_SET TASK_. Rescale the lines from the first one through the line containing "[(362, 793), (409, 793)]", both included, restating each in full with its request and multiplying every point coordinate in the answers by 0.4, rounded to whole numbers with halves going up. Leave the pictures out of your answer.

· · · · ·

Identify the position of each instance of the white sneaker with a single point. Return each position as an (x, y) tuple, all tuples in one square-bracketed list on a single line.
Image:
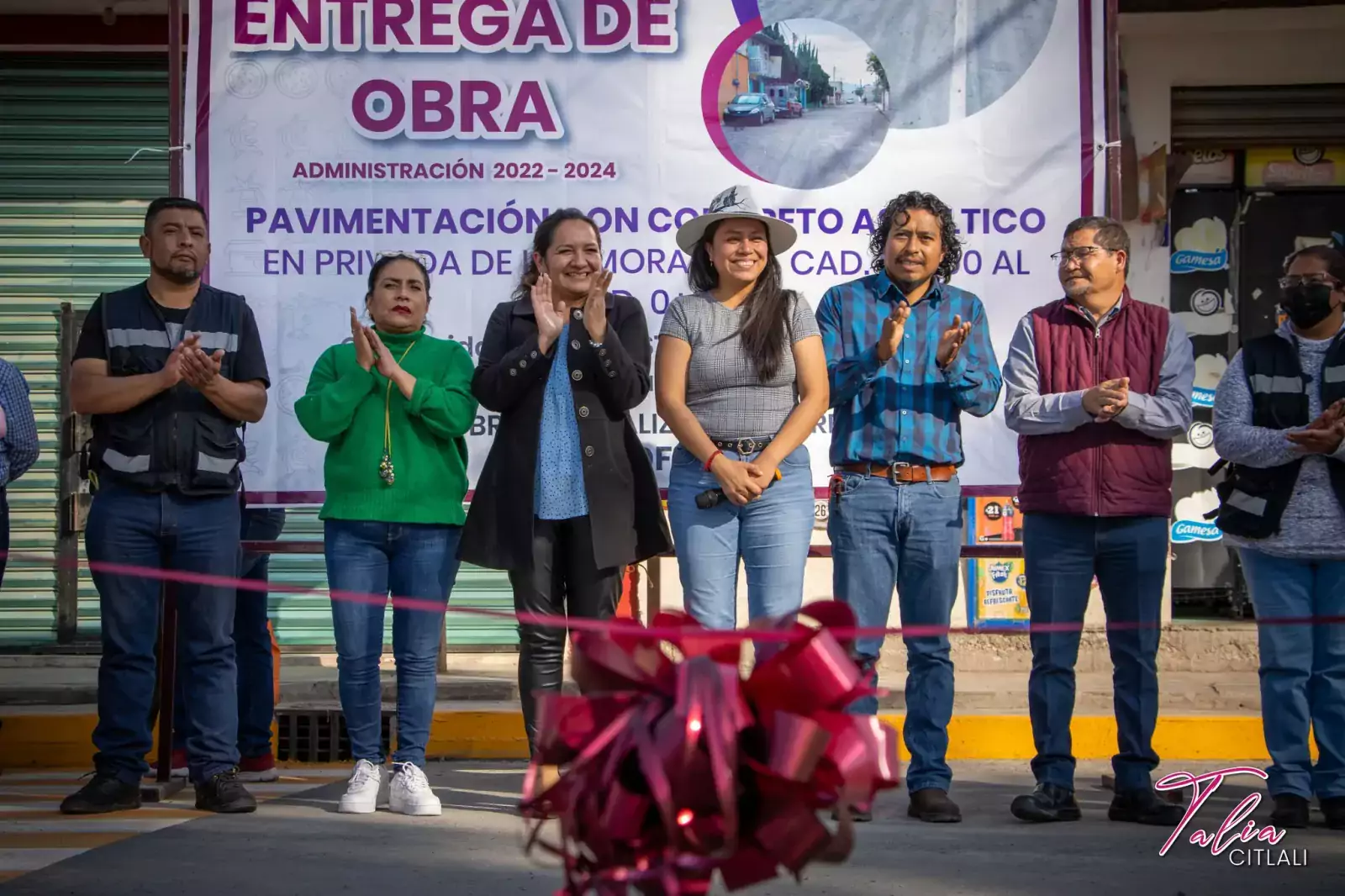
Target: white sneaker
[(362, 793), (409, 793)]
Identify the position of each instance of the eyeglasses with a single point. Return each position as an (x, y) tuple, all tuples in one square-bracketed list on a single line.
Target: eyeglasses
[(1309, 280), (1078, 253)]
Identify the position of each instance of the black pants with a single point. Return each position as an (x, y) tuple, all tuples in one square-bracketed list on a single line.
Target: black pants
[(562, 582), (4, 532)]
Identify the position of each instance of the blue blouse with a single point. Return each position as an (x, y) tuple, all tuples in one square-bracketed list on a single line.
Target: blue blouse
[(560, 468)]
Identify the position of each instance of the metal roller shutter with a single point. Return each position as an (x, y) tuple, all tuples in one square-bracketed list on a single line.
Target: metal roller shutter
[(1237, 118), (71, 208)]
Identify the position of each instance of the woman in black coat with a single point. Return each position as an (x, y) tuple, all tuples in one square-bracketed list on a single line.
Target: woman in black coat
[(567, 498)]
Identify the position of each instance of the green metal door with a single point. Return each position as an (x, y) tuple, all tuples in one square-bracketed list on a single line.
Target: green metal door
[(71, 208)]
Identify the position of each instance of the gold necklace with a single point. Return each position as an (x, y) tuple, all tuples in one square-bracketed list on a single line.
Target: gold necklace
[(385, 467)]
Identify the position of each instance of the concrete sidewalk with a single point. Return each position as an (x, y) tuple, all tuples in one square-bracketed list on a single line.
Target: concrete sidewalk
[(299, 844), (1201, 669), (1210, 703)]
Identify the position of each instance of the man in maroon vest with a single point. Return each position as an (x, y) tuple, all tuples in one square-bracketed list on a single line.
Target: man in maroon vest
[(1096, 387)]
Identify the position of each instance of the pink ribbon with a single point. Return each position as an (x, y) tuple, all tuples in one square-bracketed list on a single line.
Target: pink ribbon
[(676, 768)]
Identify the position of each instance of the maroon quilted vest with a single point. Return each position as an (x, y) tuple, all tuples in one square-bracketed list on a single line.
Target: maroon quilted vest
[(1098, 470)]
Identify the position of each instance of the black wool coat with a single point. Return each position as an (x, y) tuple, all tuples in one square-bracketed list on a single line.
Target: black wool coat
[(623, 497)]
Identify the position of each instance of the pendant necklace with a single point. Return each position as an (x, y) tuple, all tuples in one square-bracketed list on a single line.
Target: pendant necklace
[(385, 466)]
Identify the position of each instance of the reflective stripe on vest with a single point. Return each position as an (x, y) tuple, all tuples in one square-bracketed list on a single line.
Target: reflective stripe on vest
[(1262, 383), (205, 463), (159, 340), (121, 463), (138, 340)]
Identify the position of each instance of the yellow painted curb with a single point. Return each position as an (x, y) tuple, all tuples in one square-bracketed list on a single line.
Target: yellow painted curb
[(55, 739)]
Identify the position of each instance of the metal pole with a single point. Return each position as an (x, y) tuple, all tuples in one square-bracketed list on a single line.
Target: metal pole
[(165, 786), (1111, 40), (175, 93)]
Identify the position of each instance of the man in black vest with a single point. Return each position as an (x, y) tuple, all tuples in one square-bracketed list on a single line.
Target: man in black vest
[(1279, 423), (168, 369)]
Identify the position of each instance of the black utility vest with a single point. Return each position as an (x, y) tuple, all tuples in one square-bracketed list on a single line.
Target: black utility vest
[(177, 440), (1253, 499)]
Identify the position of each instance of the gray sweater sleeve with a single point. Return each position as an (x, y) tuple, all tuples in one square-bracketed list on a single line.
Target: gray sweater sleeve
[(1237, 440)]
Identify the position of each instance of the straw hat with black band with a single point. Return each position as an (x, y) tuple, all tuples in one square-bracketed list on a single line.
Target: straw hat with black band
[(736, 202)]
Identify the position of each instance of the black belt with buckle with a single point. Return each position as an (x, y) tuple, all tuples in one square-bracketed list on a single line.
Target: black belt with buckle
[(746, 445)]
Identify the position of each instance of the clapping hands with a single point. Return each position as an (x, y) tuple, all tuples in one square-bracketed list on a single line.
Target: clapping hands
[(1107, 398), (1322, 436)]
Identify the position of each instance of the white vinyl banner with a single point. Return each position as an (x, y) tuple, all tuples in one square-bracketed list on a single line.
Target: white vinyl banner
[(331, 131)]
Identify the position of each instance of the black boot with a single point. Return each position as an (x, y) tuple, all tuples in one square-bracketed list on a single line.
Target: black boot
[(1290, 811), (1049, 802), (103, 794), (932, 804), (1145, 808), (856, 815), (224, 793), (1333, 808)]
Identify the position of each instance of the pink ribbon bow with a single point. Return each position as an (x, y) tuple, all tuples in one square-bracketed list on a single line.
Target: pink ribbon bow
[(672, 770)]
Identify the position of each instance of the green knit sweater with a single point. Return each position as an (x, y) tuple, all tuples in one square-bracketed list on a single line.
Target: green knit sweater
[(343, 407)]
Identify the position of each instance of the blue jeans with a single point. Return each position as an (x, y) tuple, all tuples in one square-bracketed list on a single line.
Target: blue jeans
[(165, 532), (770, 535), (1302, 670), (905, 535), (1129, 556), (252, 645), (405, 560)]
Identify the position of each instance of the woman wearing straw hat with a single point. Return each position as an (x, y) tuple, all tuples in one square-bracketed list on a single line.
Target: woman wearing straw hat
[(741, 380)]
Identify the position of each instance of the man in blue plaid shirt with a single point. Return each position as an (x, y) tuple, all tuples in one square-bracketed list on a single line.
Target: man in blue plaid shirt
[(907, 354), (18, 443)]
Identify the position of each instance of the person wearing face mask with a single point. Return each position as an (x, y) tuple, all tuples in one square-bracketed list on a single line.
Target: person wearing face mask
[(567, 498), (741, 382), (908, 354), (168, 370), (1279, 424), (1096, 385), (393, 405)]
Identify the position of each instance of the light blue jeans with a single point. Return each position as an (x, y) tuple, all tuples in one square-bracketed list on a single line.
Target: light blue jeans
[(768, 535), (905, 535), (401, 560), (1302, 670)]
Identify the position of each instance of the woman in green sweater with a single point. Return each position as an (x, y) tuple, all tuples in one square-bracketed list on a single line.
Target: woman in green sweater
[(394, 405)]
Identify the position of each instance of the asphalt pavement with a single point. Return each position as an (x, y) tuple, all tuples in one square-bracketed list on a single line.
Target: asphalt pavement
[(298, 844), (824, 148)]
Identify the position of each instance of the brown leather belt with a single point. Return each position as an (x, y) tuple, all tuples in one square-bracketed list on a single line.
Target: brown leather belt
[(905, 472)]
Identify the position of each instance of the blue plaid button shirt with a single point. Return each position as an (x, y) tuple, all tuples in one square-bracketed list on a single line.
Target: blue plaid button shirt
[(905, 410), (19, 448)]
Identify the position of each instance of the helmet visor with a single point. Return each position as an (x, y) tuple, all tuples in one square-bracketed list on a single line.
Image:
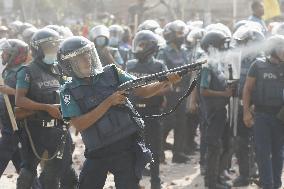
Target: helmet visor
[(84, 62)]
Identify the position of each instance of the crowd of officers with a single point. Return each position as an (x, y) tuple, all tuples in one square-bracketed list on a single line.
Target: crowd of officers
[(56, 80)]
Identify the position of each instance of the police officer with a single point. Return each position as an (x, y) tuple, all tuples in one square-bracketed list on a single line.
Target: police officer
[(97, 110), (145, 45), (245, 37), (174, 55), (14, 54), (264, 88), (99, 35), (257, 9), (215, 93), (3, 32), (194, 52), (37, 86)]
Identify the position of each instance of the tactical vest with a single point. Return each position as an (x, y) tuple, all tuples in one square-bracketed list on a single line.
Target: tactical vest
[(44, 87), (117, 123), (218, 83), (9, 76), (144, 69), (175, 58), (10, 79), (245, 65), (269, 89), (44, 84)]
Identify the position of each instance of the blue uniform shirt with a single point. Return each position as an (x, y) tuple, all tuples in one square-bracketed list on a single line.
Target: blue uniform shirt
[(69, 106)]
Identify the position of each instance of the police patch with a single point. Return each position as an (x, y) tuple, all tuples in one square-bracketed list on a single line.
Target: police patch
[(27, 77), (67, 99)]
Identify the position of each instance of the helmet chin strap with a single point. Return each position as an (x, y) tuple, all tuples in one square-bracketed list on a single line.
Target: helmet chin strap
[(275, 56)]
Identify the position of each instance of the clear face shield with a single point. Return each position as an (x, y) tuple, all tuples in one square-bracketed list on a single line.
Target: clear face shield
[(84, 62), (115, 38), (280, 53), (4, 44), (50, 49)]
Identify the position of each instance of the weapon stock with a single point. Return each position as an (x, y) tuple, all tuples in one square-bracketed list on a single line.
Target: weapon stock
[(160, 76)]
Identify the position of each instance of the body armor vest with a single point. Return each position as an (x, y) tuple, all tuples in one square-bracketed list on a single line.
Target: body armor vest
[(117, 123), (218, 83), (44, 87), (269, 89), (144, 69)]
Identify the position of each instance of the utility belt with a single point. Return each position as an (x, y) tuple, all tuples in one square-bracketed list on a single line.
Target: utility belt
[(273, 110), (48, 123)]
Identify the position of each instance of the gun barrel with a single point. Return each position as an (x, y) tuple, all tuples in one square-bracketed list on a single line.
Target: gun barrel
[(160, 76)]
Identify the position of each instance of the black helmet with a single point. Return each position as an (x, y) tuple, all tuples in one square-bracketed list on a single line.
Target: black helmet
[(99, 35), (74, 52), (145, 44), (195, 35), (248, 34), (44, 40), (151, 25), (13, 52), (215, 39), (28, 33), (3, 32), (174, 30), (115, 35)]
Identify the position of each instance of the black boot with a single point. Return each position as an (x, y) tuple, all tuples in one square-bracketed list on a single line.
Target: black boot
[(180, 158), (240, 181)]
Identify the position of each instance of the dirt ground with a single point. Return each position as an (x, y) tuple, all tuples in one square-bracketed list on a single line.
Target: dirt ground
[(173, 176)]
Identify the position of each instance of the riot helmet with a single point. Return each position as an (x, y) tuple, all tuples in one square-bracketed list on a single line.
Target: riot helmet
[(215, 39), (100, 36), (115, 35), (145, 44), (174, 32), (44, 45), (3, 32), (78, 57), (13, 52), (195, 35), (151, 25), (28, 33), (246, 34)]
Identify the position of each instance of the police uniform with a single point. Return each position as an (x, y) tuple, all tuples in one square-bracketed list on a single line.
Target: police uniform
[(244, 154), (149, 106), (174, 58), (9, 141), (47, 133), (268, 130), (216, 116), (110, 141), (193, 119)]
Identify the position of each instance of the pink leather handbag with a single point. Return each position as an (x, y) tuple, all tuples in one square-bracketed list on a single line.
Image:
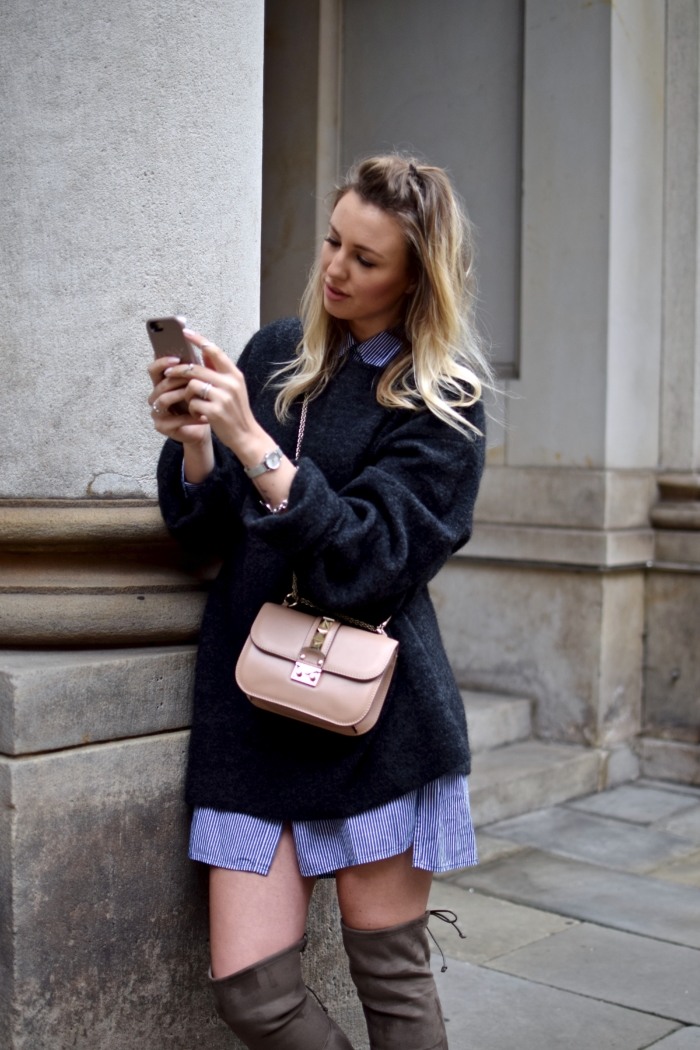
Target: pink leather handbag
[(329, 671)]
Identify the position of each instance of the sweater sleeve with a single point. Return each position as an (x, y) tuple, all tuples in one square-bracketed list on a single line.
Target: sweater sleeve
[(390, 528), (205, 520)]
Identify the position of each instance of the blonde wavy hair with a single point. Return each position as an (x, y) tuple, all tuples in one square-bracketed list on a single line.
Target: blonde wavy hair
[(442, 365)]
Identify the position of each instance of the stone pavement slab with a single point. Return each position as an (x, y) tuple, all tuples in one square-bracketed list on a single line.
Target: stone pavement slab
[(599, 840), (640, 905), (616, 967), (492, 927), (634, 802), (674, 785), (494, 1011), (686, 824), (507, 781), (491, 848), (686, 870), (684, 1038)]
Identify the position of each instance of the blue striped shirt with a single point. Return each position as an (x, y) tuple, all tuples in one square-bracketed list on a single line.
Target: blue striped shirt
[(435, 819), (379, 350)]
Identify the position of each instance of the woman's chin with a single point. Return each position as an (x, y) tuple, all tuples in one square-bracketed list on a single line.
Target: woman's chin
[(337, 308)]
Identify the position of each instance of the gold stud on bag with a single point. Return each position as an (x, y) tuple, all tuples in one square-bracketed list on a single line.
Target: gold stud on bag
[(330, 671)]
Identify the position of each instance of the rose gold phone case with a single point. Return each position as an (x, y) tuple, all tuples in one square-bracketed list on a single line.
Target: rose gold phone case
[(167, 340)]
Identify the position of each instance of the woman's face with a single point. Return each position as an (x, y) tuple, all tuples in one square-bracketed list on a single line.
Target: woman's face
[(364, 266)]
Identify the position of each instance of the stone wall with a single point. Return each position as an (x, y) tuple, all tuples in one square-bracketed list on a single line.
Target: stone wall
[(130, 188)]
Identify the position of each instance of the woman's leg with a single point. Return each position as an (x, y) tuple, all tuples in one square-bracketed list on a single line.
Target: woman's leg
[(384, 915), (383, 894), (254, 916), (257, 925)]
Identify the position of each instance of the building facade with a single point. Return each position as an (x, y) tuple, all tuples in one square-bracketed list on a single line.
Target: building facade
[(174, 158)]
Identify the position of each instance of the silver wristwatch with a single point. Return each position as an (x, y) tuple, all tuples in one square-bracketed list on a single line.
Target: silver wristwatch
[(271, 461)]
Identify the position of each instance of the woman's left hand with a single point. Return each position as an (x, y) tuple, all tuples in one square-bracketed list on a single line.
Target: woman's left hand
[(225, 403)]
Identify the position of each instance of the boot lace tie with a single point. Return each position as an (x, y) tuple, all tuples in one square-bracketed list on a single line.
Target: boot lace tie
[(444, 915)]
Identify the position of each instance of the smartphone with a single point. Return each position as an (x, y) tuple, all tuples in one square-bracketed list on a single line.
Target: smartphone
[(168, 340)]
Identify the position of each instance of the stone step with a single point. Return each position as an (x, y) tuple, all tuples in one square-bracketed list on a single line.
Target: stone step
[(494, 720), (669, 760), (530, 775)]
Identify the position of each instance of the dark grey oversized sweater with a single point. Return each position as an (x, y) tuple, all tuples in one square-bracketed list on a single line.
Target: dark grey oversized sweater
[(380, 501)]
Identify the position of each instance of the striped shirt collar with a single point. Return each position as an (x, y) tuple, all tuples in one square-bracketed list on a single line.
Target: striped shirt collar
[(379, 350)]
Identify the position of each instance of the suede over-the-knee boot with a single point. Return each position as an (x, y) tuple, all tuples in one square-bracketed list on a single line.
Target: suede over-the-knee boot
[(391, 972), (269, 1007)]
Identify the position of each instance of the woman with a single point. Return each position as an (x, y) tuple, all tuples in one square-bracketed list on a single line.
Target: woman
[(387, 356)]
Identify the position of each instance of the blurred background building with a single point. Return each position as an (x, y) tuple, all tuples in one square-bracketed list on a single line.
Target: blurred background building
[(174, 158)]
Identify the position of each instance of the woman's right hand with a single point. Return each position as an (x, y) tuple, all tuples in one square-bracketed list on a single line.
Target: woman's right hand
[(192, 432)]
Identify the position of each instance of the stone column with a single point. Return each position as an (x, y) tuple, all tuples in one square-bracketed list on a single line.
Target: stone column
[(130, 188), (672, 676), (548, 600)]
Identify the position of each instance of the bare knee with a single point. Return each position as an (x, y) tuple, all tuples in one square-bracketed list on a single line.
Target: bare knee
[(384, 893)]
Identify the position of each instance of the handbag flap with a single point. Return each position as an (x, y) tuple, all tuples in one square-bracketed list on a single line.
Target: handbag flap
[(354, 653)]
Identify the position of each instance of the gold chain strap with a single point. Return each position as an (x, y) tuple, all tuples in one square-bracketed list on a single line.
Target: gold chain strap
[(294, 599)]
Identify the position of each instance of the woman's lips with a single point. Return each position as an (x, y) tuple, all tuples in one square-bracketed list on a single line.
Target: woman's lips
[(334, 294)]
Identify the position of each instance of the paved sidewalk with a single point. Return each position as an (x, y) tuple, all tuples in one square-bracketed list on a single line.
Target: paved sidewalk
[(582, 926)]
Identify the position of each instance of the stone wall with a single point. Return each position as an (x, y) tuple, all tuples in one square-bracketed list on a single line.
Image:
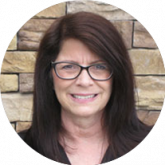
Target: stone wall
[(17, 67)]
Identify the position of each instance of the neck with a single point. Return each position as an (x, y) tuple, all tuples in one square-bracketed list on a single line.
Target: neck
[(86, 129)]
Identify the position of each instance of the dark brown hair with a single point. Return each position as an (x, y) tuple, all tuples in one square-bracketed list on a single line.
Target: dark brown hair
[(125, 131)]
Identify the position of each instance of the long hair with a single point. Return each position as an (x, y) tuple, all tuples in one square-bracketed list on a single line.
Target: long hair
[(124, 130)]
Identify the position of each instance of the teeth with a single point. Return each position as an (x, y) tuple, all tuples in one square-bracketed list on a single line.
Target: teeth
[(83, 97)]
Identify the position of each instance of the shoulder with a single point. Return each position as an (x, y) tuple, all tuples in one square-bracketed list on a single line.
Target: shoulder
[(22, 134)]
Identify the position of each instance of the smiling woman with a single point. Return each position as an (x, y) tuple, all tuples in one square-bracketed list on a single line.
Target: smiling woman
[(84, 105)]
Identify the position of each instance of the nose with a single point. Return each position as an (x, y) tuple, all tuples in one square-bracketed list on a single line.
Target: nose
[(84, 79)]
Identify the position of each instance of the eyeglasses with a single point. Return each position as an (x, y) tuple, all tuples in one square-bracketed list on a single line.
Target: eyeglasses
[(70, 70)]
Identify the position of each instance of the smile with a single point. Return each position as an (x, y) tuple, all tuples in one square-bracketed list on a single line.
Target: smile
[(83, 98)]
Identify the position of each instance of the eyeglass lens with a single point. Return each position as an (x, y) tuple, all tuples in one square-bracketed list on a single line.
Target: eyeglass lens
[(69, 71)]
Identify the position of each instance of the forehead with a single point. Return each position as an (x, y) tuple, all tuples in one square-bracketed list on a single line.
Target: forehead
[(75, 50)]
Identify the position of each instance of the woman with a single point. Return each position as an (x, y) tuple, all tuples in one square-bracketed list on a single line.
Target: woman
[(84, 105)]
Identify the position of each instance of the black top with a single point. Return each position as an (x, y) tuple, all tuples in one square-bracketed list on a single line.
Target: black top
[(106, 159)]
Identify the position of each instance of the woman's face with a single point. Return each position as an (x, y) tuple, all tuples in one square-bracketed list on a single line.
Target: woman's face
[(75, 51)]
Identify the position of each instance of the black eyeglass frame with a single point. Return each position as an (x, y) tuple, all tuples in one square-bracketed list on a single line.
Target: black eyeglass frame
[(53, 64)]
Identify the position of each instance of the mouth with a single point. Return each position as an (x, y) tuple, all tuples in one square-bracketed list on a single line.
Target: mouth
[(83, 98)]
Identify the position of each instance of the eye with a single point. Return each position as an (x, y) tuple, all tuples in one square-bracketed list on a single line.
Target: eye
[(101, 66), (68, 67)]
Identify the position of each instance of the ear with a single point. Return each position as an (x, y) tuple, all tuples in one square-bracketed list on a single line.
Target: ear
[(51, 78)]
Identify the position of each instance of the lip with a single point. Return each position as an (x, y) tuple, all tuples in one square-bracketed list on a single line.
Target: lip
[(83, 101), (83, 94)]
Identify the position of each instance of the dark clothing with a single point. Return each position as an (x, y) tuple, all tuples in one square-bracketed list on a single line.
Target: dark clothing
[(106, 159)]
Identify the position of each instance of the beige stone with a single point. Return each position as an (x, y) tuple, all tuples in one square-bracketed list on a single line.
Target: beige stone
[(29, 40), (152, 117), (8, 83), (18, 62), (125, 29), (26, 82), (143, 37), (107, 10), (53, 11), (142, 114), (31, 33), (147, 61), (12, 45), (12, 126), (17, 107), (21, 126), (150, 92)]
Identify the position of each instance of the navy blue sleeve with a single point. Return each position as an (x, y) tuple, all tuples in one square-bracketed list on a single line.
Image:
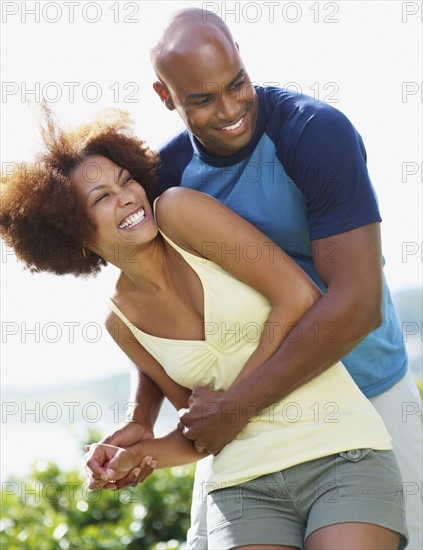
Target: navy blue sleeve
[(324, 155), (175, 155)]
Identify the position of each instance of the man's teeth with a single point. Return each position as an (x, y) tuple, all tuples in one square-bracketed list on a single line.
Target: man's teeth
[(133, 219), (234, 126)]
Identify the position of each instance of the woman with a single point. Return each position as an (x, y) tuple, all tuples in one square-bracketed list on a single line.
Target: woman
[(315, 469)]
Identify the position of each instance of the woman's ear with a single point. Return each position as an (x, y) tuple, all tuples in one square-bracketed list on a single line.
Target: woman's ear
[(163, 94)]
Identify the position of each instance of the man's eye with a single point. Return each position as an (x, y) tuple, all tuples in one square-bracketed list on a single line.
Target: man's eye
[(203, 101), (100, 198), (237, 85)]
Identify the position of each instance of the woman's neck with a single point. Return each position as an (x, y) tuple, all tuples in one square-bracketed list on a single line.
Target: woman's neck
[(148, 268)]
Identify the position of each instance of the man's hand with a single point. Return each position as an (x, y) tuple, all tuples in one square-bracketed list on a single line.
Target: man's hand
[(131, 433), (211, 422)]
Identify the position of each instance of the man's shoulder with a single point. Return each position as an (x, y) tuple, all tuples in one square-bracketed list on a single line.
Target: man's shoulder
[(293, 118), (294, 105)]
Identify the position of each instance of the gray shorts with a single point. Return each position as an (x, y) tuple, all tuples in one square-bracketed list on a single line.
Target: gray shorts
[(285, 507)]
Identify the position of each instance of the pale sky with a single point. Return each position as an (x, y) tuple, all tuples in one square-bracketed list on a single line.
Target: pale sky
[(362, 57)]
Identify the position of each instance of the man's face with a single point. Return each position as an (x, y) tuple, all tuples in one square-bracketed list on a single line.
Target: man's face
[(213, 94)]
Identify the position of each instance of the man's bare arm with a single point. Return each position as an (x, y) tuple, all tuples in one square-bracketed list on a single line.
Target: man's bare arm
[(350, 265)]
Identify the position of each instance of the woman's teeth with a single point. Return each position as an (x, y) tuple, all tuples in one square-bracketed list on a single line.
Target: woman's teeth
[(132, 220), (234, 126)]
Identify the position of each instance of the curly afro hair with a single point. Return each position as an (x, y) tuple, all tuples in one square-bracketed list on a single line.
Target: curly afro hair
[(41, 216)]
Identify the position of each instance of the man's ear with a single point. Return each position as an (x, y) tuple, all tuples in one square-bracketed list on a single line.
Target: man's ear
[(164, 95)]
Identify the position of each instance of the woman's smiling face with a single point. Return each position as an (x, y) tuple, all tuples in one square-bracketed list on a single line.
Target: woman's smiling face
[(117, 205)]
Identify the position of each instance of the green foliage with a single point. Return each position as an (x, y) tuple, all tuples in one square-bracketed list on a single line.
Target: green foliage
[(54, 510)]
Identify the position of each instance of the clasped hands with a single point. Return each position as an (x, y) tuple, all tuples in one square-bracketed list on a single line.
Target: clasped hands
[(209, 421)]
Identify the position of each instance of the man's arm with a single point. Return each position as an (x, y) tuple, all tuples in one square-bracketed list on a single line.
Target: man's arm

· · · · ·

_CORRECT RESPONSE_.
Identify the position of each instance of the white sneaker with a single point. Return each position as an (x, y) tuple, all tuples in one square-bracketed list on a single line.
Image:
Target: white sneaker
[(145, 317), (164, 317)]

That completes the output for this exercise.